Voici la suite des réflexions autour de la catastrophe de la centrale nucléaire de Fukushima Daiichi. Elle peut être lue indépendamment des deux autres articles (Le fax de Fukushima et Fukushima, la culture et la responsabilité).

Je rappelle seulement que Le fax de Fukushima se terminait en constatant un paradoxe, voire une contradiction culturelle : pour les opérateurs de la centrale de Fukushima, un accident majeur était « pratiquement impensable » alors même que la pensée de l’impensable fait partie de la culture japonaise. J’évoquais ainsi une culture des catastrophes spécifiquement japonaise.

Je voudrais à présent donner un contenu plus précis à cette notion de culture des catastrophes, et la mettre en relation avec la culture des risques. Si la première est héritée du vécu et de l’imaginaire des populations, la seconde leur est imposée par une approche technique et scientifique de l’environnement. Il y a ici un nœud complexe constitué à la fois de complémentarité et de différence entre la tradition et la modernité, la subjectivité et la rationalité, l’imaginaire collectif et les connaissances scientifiques, les comportements individuels et l’organisation politique.

Culture et récurrence de la catastrophe

Un événement exceptionnel prend une dimension catastrophique par la présence de l’homme et par les conséquences humaines qu’il entraîne. La catastrophe fait irruption dans le monde des hommes pour interrompre ou modifier le cours des choses. Par là, elle entre dans l’histoire et dans la mémoire. Si elle ne se répète pas (par exemple le grand tremblement de terre de Lisbonne en 1755), son souvenir entretient cependant la crainte qu’elle ne se répète. Si elle se répète (par exemple, les séismes et tsunamis au Japon), son caractère exceptionnel se double alors de la dimension paradoxale de la récurrence.

→ **Exercice écrit 1**: Pouvez-vous recopier à l'identique les lignes des entrées, en commençant par celle qui contient « TARGET = dip bowl » et en terminant par la dernière ligne des entrées, bornes comprises ?
La page et les entrées ne proviennent pas de la même source.

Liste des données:
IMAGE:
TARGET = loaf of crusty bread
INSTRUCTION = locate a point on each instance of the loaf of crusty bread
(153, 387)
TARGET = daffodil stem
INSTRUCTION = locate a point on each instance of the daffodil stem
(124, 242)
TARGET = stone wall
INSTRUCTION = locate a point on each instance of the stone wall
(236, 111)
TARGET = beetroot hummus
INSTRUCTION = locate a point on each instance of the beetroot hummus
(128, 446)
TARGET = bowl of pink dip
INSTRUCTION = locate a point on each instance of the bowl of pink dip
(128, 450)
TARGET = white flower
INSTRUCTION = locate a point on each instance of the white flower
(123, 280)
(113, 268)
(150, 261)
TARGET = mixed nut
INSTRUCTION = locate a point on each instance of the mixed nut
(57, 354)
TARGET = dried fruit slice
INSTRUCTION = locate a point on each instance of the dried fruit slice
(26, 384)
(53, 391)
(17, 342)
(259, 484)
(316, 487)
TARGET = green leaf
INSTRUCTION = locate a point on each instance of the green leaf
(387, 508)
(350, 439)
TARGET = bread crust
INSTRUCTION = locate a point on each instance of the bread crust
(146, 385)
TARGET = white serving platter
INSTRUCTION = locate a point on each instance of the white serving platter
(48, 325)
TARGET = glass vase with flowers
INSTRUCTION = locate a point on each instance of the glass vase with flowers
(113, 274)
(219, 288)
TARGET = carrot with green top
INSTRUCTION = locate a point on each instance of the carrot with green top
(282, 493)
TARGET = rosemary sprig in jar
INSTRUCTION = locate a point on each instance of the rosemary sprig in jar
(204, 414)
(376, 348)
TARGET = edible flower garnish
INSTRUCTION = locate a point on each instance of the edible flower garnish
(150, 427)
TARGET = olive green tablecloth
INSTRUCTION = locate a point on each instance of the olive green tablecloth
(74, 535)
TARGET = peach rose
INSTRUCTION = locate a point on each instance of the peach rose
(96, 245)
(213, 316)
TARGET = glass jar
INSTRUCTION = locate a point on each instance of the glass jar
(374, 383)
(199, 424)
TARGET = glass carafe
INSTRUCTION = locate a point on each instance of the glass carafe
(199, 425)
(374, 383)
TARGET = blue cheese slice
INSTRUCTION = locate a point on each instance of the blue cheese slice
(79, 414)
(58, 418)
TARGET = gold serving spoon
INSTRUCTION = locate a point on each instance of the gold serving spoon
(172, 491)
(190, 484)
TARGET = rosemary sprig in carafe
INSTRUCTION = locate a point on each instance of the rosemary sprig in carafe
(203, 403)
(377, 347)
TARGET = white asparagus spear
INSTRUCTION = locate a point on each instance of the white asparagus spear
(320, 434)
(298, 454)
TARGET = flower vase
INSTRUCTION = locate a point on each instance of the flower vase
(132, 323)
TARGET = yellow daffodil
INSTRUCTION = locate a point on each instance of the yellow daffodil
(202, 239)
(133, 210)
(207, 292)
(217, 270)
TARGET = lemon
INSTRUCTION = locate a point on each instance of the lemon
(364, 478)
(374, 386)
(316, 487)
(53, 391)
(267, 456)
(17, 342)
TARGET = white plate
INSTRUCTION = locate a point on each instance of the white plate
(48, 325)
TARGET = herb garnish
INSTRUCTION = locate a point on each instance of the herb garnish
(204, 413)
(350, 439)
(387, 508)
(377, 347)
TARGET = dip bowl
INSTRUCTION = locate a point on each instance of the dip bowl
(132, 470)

→ **Exercice écrit 2**:
Répondez à ces questions sur la page :
(a) Quel exemple de catastrophe qui ne se répète pas y est donné ?
(b) Sur quel constat se terminait Le fax de Fukushima ?
(c) De quoi la culture des catastrophes est-elle héritée ?

→ **Corrigé complet 1**:
TARGET = dip bowl
INSTRUCTION = locate a point on each instance of the dip bowl
(132, 470)

→ **Corrigé complet 2**:
(a) Le grand tremblement de terre de Lisbonne en 1755.
(b) Sur un paradoxe, voire une contradiction culturelle.
(c) Du vécu et de l'imaginaire des populations.